[BEGIN DATASET CONTENT]

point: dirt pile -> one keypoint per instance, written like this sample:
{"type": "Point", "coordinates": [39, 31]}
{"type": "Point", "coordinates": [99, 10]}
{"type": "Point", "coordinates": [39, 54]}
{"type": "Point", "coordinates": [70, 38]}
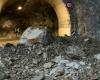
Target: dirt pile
{"type": "Point", "coordinates": [55, 61]}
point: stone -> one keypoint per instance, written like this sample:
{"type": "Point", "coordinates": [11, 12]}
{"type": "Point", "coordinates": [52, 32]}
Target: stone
{"type": "Point", "coordinates": [75, 52]}
{"type": "Point", "coordinates": [73, 65]}
{"type": "Point", "coordinates": [48, 65]}
{"type": "Point", "coordinates": [39, 77]}
{"type": "Point", "coordinates": [57, 71]}
{"type": "Point", "coordinates": [35, 34]}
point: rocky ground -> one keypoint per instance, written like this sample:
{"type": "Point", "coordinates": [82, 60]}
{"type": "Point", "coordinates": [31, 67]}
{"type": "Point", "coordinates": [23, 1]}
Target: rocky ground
{"type": "Point", "coordinates": [64, 59]}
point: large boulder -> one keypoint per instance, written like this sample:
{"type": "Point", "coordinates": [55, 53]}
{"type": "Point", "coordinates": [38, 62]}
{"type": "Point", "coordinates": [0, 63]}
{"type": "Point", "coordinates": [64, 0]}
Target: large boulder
{"type": "Point", "coordinates": [36, 34]}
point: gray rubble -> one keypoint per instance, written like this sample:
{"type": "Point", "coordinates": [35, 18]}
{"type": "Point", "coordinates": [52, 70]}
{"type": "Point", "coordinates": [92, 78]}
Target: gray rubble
{"type": "Point", "coordinates": [55, 61]}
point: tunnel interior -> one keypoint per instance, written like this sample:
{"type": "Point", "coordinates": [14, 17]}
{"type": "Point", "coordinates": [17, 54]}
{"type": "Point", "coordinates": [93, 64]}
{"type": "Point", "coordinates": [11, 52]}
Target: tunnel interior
{"type": "Point", "coordinates": [16, 16]}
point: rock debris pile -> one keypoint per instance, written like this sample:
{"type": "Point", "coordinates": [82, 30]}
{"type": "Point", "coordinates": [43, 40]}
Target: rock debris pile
{"type": "Point", "coordinates": [55, 61]}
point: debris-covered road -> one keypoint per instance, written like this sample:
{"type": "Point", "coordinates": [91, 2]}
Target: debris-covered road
{"type": "Point", "coordinates": [55, 61]}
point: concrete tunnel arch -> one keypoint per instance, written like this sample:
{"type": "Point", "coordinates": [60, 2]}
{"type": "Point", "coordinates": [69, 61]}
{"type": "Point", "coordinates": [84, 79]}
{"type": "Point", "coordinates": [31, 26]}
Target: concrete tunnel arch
{"type": "Point", "coordinates": [64, 22]}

[END DATASET CONTENT]

» GOAL: Write out the lines of the items above without any changes, beginning at the line that contains "point: rock debris" and stopping after the last line of the items.

» ANSWER TO THE EXERCISE:
point: rock debris pile -> one keypoint per instance, written like this sample:
{"type": "Point", "coordinates": [82, 30]}
{"type": "Point", "coordinates": [43, 40]}
Target: rock debris pile
{"type": "Point", "coordinates": [55, 61]}
point: debris-covered road -> one keypoint per instance, written like this sample:
{"type": "Point", "coordinates": [91, 2]}
Target: debris-covered road
{"type": "Point", "coordinates": [55, 61]}
point: concrete tunnel arch -> one keypoint per instance, written like this sample:
{"type": "Point", "coordinates": [60, 2]}
{"type": "Point", "coordinates": [69, 61]}
{"type": "Point", "coordinates": [84, 79]}
{"type": "Point", "coordinates": [31, 26]}
Target: concrete tunnel arch
{"type": "Point", "coordinates": [64, 22]}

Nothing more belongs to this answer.